(Data entries)
____
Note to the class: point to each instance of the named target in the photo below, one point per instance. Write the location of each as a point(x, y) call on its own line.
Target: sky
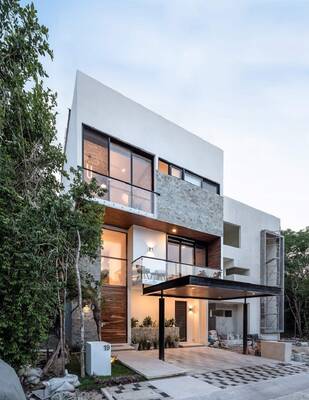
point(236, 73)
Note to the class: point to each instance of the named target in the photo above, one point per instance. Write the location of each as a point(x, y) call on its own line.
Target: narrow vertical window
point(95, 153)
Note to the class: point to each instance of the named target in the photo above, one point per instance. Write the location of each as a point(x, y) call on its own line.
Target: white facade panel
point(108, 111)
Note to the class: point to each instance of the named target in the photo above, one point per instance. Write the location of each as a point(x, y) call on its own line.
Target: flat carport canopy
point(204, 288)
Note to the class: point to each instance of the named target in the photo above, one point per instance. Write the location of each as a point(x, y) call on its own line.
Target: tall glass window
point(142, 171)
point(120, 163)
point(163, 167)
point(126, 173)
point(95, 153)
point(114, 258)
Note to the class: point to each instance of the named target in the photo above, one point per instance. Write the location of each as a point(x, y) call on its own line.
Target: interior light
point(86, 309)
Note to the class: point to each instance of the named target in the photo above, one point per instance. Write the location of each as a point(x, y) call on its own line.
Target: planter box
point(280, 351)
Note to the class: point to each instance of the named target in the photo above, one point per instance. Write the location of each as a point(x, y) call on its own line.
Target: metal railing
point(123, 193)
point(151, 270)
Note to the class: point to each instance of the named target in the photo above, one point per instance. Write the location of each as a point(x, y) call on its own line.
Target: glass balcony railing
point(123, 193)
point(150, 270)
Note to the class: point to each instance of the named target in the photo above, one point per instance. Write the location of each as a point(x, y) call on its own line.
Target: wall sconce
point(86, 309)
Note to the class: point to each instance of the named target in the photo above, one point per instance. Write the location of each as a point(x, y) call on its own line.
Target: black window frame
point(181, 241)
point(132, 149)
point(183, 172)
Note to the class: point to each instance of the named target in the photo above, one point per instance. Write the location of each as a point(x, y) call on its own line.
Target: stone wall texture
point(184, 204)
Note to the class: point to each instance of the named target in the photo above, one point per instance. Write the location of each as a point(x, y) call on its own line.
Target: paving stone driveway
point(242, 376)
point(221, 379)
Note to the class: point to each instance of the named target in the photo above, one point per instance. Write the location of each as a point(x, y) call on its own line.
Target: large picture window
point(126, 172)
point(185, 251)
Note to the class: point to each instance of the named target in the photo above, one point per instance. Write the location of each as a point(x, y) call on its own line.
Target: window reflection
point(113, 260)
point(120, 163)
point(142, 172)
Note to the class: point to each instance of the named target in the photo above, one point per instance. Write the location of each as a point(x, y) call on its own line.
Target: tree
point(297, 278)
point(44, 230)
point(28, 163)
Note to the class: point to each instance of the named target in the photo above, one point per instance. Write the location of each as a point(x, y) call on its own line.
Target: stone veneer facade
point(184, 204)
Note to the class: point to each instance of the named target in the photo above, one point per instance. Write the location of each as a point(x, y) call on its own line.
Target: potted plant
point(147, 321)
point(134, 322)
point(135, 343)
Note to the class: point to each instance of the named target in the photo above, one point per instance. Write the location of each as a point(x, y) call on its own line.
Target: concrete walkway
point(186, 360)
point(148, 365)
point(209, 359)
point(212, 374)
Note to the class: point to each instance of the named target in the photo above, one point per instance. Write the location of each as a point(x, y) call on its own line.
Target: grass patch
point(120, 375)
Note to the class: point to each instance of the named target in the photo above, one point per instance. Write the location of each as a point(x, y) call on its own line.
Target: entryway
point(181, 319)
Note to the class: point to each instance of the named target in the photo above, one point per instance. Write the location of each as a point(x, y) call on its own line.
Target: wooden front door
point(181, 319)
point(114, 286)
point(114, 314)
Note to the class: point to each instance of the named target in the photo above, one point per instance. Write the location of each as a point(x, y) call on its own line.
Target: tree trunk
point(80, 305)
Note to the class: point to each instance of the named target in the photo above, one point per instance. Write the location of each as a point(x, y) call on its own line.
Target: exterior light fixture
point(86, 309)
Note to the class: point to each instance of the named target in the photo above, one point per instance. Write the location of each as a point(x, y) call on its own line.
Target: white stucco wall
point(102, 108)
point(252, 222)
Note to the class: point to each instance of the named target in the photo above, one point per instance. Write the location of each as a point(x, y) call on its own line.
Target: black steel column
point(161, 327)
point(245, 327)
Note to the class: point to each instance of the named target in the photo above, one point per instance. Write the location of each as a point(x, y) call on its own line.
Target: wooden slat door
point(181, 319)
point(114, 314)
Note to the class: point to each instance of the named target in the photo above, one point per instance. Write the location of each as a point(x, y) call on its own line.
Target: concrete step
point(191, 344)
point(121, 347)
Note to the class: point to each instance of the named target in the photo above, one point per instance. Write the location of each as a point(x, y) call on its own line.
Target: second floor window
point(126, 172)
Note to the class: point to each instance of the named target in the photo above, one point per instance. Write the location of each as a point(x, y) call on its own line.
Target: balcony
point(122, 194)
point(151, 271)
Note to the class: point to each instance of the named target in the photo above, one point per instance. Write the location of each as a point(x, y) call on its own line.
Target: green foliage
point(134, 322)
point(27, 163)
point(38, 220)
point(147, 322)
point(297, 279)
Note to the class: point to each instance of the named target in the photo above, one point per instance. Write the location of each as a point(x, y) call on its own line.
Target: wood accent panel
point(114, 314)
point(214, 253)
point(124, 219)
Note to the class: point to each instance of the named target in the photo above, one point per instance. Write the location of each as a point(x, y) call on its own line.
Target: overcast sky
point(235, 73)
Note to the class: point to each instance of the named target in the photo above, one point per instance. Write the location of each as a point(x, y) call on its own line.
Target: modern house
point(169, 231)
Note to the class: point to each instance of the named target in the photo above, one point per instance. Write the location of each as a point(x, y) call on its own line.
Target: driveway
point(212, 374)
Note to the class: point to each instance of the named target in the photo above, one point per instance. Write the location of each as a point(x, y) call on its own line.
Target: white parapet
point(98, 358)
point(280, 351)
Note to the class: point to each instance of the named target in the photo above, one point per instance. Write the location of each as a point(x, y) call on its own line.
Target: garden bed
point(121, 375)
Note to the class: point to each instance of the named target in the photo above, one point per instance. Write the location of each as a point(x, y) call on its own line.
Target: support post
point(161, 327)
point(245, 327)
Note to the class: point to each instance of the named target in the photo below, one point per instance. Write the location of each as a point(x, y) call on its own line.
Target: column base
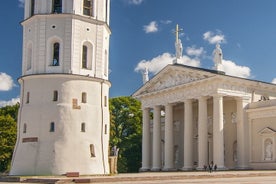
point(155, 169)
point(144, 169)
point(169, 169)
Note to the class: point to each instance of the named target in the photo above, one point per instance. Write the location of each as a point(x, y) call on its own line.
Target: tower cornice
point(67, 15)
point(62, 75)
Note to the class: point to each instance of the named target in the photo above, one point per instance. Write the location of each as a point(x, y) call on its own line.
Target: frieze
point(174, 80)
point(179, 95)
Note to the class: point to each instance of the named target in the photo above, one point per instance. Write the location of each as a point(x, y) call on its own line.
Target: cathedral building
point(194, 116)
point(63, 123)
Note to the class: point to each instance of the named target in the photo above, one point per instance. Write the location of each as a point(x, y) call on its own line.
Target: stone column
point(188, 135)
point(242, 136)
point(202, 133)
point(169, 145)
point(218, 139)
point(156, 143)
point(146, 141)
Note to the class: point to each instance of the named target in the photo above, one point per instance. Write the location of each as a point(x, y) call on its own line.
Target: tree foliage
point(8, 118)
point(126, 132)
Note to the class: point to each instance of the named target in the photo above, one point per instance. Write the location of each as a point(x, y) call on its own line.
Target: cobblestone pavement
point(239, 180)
____
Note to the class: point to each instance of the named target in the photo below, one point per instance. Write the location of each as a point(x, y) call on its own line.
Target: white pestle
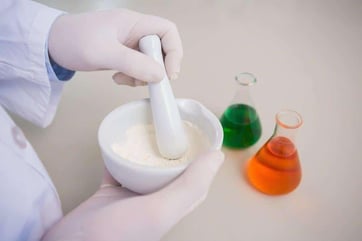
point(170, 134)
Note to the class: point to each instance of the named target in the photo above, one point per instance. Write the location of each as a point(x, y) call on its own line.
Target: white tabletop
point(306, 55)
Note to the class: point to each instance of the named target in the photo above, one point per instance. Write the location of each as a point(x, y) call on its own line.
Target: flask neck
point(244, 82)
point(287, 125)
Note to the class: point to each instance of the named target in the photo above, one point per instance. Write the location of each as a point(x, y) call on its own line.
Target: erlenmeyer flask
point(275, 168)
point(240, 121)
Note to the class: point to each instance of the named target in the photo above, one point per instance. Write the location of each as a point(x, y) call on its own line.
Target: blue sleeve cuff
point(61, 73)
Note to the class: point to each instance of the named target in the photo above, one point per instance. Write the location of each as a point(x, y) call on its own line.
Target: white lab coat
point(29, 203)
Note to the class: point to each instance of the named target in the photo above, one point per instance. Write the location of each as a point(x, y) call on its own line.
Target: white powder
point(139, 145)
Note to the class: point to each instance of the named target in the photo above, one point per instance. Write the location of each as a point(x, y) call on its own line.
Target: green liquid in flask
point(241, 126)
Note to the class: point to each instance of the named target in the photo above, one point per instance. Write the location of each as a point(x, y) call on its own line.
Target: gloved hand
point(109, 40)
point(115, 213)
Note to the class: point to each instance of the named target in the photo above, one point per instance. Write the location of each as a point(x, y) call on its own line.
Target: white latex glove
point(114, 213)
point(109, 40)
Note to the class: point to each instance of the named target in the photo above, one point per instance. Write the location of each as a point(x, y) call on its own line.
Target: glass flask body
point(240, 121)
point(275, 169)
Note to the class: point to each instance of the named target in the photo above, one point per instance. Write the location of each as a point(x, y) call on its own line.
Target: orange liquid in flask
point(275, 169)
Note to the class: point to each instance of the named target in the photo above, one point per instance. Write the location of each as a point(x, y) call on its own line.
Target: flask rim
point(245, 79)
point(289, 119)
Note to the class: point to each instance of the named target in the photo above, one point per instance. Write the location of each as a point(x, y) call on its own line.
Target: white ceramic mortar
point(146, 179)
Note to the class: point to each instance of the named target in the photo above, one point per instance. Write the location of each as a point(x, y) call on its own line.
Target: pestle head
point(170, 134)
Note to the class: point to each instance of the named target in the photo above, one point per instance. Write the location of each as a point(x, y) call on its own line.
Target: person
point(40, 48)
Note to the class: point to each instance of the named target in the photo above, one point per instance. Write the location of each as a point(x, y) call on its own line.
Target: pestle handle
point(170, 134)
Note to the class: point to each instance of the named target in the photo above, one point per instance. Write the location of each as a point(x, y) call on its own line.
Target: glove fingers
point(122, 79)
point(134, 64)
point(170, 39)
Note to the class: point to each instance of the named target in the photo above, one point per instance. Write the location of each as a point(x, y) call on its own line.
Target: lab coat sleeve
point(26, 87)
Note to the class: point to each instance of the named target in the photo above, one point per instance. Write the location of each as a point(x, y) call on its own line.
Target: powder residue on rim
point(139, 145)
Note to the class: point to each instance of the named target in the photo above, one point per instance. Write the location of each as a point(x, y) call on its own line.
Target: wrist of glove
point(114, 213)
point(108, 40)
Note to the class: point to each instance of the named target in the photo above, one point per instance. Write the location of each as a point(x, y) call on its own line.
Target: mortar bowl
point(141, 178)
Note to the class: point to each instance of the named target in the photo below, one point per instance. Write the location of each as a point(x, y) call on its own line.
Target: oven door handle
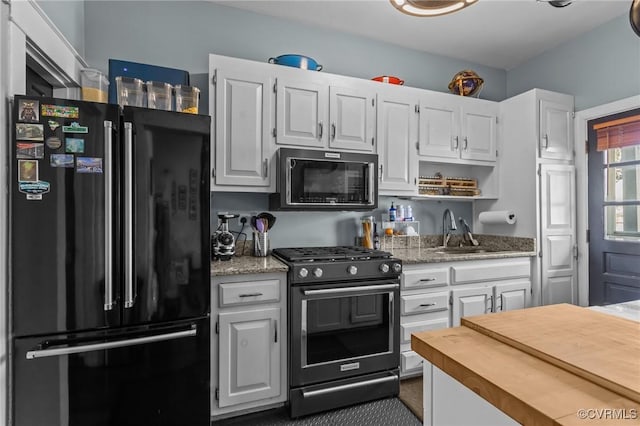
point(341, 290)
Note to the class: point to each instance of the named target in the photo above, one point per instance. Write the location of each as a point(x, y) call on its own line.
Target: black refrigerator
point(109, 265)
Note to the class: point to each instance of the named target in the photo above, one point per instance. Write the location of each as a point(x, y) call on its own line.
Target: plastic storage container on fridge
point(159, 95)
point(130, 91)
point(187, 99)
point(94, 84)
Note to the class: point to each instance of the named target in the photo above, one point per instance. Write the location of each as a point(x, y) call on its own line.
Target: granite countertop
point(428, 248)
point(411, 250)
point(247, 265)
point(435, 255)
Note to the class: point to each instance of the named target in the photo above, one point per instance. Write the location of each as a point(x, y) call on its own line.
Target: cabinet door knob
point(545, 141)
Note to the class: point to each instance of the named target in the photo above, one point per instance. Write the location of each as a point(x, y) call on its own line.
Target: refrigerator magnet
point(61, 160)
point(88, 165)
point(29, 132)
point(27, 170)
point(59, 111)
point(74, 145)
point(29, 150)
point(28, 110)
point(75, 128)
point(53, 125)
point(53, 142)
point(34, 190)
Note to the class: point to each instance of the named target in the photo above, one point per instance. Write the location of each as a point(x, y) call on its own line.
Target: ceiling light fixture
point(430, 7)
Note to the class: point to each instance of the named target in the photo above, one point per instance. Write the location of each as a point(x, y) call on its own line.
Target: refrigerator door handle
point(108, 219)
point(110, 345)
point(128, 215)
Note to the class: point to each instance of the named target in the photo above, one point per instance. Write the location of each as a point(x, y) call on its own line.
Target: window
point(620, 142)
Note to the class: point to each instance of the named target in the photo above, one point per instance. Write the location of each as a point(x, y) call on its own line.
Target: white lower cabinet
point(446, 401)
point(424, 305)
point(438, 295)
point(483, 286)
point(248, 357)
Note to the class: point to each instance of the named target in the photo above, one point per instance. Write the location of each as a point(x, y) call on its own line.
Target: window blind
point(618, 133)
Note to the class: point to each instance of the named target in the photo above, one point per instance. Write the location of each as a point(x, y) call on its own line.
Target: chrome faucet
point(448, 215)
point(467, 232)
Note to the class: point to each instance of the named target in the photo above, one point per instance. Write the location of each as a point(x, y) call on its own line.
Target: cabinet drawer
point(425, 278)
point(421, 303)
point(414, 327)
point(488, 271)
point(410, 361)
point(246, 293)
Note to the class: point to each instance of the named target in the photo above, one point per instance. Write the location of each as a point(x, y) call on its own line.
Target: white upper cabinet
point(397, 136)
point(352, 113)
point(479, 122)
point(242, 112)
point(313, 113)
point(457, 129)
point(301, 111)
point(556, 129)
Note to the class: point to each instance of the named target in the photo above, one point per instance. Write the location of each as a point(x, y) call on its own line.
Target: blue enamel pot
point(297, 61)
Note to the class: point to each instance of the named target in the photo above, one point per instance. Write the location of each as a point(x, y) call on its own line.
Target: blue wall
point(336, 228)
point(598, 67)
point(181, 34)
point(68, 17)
____
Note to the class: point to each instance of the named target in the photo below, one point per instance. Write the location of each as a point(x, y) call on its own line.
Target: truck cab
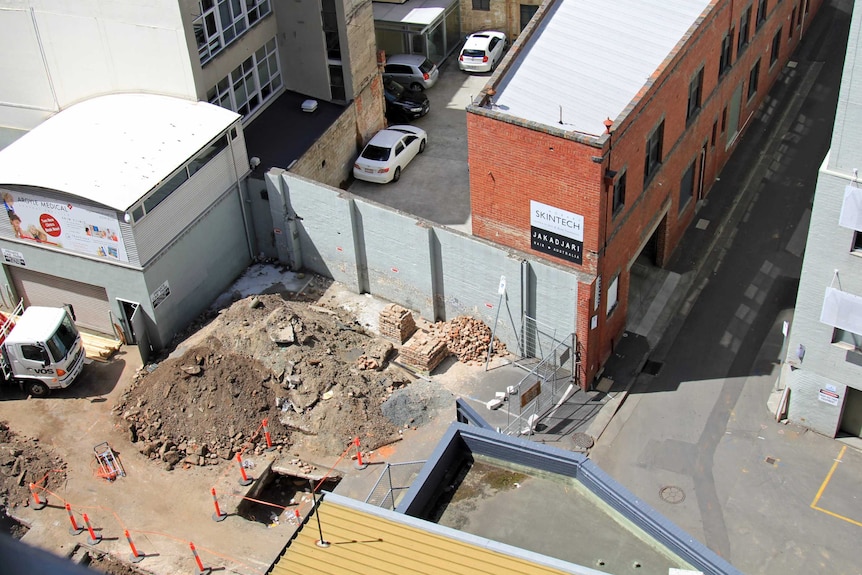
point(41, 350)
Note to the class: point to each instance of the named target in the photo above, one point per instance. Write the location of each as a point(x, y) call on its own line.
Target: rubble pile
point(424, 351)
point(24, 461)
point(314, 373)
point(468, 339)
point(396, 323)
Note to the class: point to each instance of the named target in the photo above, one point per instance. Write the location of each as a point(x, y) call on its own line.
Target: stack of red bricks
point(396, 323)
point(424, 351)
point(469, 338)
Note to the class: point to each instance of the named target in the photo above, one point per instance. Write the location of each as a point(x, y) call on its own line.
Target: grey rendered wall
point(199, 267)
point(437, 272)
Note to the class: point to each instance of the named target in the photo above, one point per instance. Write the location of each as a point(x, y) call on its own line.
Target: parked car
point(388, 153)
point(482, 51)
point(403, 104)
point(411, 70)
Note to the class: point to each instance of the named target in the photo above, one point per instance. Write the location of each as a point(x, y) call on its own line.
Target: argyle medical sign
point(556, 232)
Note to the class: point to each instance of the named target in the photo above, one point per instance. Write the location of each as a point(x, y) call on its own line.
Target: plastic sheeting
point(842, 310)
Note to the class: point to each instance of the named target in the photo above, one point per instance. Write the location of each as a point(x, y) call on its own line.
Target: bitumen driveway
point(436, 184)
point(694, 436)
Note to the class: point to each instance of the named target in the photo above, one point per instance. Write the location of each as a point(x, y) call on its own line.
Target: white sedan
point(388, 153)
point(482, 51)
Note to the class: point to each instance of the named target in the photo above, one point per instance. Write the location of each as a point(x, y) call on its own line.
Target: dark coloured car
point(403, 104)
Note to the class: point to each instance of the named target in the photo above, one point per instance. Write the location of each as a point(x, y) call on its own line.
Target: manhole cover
____
### Exercise requirements
Locate every line in the listing above that contains the word "railing" and copy each of those lines out.

### Reply to the task
Target: metal railing
Target: glass balcony railing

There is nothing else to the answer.